Na escola pública do bairro, mas não na melhor delas, é que minhas filhas estudam. Na melhor, aquela com piscina, aulas de dança, teatro e professores bem pagos, não. Essas não têm vaga para todas as crianças. Minhas filhas não foram consideradas boas o suficiente para frequentá-las.

Muitos de meus amigos (e por sorte eu não) desapareceram nas mãos da polícia. Quando estudante, sempre reparava: cadê o amiguinho da sala de aula? O parceiro do futebol? O mano do baile? Depois, já como professor na escola pública da comunidade, as perguntas continuavam: Onde está aquele aluno? Nunca mais apareceu… Estava na Fundação Casa, ou tinha sido preso ou morto pela polícia. E tome notícia de velórios, revides, e mais velórios, e mães chorando… e minhas salas de aula sem os meninos pretos. Nós aqui sabemos como é.

**CONJUNTO DE DADOS:**
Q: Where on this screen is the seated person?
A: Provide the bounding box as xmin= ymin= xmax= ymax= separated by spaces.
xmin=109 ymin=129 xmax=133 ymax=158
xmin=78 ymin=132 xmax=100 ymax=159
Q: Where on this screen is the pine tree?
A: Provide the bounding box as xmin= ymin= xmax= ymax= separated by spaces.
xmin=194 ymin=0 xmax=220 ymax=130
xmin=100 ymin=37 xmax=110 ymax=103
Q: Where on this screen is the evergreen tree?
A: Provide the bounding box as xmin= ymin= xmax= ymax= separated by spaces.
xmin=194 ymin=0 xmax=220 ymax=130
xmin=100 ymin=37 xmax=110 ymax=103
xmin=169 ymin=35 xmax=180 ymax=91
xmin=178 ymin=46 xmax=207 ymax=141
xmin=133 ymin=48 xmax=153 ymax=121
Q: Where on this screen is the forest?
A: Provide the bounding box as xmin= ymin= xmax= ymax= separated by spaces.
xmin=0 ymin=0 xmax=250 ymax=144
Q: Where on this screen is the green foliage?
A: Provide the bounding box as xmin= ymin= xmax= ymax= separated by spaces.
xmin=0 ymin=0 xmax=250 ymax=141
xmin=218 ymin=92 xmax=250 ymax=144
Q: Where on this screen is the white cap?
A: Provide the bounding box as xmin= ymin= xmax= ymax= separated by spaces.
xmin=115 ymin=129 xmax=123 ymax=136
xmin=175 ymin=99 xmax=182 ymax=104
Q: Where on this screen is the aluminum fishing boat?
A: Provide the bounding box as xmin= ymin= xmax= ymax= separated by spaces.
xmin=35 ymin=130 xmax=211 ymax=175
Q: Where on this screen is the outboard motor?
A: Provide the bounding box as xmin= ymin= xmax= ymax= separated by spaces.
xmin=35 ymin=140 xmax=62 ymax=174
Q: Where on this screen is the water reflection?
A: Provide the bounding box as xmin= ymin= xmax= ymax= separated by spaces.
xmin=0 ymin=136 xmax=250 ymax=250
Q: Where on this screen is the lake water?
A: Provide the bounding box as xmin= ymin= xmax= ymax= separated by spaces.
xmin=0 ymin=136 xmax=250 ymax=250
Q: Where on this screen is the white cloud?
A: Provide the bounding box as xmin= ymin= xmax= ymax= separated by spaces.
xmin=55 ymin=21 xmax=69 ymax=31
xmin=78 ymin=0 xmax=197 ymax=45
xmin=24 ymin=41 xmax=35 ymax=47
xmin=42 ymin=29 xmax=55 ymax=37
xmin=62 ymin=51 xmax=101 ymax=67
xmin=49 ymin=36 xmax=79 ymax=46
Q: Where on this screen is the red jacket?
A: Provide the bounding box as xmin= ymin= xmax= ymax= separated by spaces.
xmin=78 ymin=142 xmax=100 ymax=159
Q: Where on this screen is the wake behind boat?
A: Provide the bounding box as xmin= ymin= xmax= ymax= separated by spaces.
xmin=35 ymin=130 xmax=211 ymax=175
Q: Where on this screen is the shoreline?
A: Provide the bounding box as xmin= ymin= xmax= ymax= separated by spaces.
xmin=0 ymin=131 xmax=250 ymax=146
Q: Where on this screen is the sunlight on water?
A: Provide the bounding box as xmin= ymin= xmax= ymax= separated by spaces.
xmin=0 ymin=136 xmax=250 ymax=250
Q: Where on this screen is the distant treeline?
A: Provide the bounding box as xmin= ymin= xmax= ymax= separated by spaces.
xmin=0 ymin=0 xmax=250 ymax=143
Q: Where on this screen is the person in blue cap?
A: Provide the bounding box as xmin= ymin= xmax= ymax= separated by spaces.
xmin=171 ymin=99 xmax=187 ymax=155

**PROBLEMAS A RESOLVER:**
(a) Responda às perguntas abaixo com base no trecho selecionado.
(i) Além da piscina, que aulas a melhor escola pública oferece?
(ii) Qual é a frase do trecho sobre o número de vagas nas melhores escolas?
(iii) Na época em que já era professor, quais destinos de um aluno que sumiu são citados no trecho?
(b) Reproduza do trecho selecionado, sem nenhuma alteração, a parte que abre com as palavras que contêm "Na escola pública do" e fecha com "sabemos como é.".

**RESPOSTAS ÀS TAREFAS:**
(a)
(i) Aulas de dança e teatro.
(ii) "Essas não têm vaga para todas as crianças."
(iii) Estava na Fundação Casa, ou tinha sido preso ou morto pela polícia.

(b)
Na escola pública do bairro, mas não na melhor delas, é que minhas filhas estudam. Na melhor, aquela com piscina, aulas de dança, teatro e professores bem pagos, não. Essas não têm vaga para todas as crianças. Minhas filhas não foram consideradas boas o suficiente para frequentá-las.

Muitos de meus amigos (e por sorte eu não) desapareceram nas mãos da polícia. Quando estudante, sempre reparava: cadê o amiguinho da sala de aula? O parceiro do futebol? O mano do baile? Depois, já como professor na escola pública da comunidade, as perguntas continuavam: Onde está aquele aluno? Nunca mais apareceu… Estava na Fundação Casa, ou tinha sido preso ou morto pela polícia. E tome notícia de velórios, revides, e mais velórios, e mães chorando… e minhas salas de aula sem os meninos pretos. Nós aqui sabemos como é.